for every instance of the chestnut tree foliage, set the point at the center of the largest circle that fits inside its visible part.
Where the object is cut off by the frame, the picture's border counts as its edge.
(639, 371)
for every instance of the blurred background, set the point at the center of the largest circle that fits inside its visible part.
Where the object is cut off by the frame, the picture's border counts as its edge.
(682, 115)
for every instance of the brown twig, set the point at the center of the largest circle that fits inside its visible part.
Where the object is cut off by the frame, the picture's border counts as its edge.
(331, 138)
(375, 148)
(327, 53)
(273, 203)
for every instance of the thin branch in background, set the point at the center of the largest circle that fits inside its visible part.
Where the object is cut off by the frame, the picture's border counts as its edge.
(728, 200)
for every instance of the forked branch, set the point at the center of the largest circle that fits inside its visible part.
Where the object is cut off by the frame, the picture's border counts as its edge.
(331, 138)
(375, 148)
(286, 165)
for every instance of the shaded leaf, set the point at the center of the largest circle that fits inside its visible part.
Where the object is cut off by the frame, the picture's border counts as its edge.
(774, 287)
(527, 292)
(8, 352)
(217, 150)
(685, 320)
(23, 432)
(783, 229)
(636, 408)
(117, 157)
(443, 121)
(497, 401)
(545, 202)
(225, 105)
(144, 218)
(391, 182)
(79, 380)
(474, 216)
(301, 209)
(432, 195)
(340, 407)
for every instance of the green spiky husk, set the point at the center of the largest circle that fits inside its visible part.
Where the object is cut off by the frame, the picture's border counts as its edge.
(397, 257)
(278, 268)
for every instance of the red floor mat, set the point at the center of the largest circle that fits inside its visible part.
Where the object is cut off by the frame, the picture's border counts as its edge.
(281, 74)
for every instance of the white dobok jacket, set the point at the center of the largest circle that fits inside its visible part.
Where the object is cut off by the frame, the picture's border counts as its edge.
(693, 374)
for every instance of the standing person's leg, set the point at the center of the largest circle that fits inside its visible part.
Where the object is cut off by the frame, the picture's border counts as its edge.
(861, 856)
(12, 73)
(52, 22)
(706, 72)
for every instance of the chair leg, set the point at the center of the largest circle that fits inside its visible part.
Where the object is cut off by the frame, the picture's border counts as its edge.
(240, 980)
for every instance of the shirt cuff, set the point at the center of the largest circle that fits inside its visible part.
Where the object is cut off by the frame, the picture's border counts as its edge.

- How to complete this task
Identify each line in the records above that contains the word "background", and copy it out in full.

- Solution to this exercise
for every instance of the blurred background, set the point at the center of the largest circle that fits inside its visible part.
for every instance of the thin branch in background, set the point at the center of the largest circle that fits inside its visible part.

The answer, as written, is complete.